▸ 原文:
--------------------------------------------------
小泉信次郎氏が「人生100年時代の社会保障」について提言している。その内容は大きく次の三つからなる。http://shinjiro.info/20161026message.pdf
一つは「勤労者皆社会保険制度の創設」である。
現在の企業の社会保険は正規雇用のみを対象にしており、一定の所得・勤務時間に満たない勤労者は、企業の厚生年金や健康保険に加入できず、十分なセーフティーネットの対象になっていないことを問題として指摘し、いかなる雇用形態であっても、企業で働く方は全員、社会保険に加入できるようにして、充実した社会保障を受けられるようにすべきだ、としている。
この点には全く同意見である。加えて言えば商店主のような自営業者についても同じ年金・健康保険制度に加入できるようにすべきである。
二つは「年金受給開始年齢の柔軟化である。
--------------------------------------------------
▸ 提供資料:
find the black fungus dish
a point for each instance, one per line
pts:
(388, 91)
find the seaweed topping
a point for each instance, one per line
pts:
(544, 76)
--------------------------------------------------
「人生100年時代の社会保障」の提言を論じた原文を、最後の文のあとから引き継いで書き進めてください。

現在の制度は定年を越えて働く高齢者は少ないと想定してきたため、一定年齢を超えると保険料が納付出来なくなったり、働きながら年金を受給すると年金が減額されたりする仕組みになっている。これでは、働き方改革が進展しても、年金制度が障害となって、働く意思や能力のある高齢者の就労を阻害してしまう恐れがある。と指摘し、年金制度は「長く働くほど得をする仕組み」へと改革すべきだと主張している。
年金受給開始年齢はより柔軟に選択できるようにする。年金保険料はいつまでも納付できるようにする。働くと年金が減額される仕組みは廃止する。と提案している。
厚生労働省や財務省にかかると、開始年齢の柔軟化イコール開始年齢の引上げであるが、小泉氏の提案については文字通り柔軟化と解釈しておこう。元気な高齢者が増加し、一方で労働力が不足している実情を考えれば、高齢者が働く意欲を持て、働いても損にならない年金制度にすることは絶対に必要である。
三つめは「自助を促す自己負担割合の設定」である。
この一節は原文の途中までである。